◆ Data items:
────

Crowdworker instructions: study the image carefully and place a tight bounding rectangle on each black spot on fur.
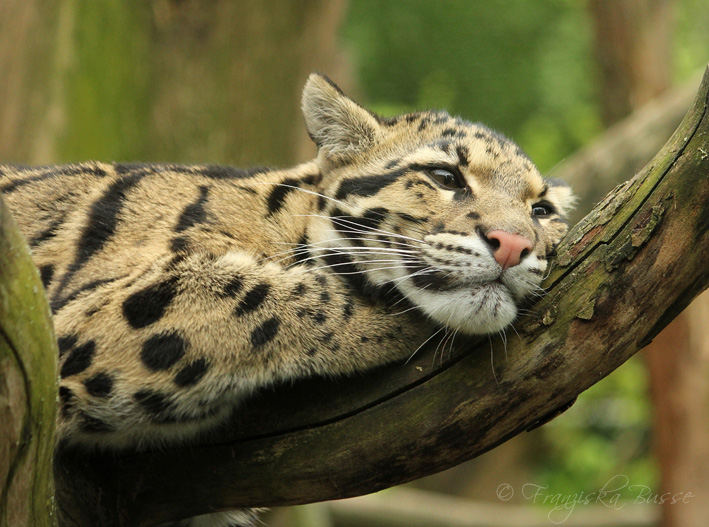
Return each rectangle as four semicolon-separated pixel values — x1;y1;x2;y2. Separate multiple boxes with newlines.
335;169;406;200
220;275;244;298
57;335;77;357
79;412;116;433
140;333;187;371
170;236;190;253
59;386;74;417
318;196;327;211
300;172;322;185
175;185;209;232
342;301;354;320
60;340;96;378
59;173;144;291
39;264;54;289
84;372;113;397
234;283;271;316
28;215;64;247
201;165;271;179
175;359;209;388
123;277;177;329
266;178;300;216
251;317;281;348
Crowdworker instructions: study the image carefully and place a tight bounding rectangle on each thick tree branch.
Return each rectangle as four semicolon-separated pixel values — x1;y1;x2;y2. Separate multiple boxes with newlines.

────

◆ THE PROBLEM: Revise the items above by changing every "rectangle" to "box" and keeping everything else the same. Leave out the pictures.

◆ FINAL RESULT:
Crowdworker instructions: study the image carefully and place a tight bounding box on each black spot on fur.
Return each box as four semicolon-separated pixel values — x1;y1;x2;y2. Separate multiple boxes with newlines.
335;169;406;200
220;275;244;298
57;335;77;357
79;412;116;433
140;333;187;371
170;236;190;253
59;386;74;417
318;196;327;211
300;172;322;185
175;185;209;232
342;301;354;320
60;340;96;378
59;173;144;291
39;264;54;289
84;372;113;397
234;283;271;316
28;215;64;247
201;165;271;179
175;359;209;388
123;277;177;329
266;178;300;216
251;317;281;348
Crowdworker instructions: study the image carefully and place a tight bounding box on each thick tree branch.
Return each box as four semicolon-separated pixel values — x1;y1;x2;y2. Separate multiple boxes with newlines.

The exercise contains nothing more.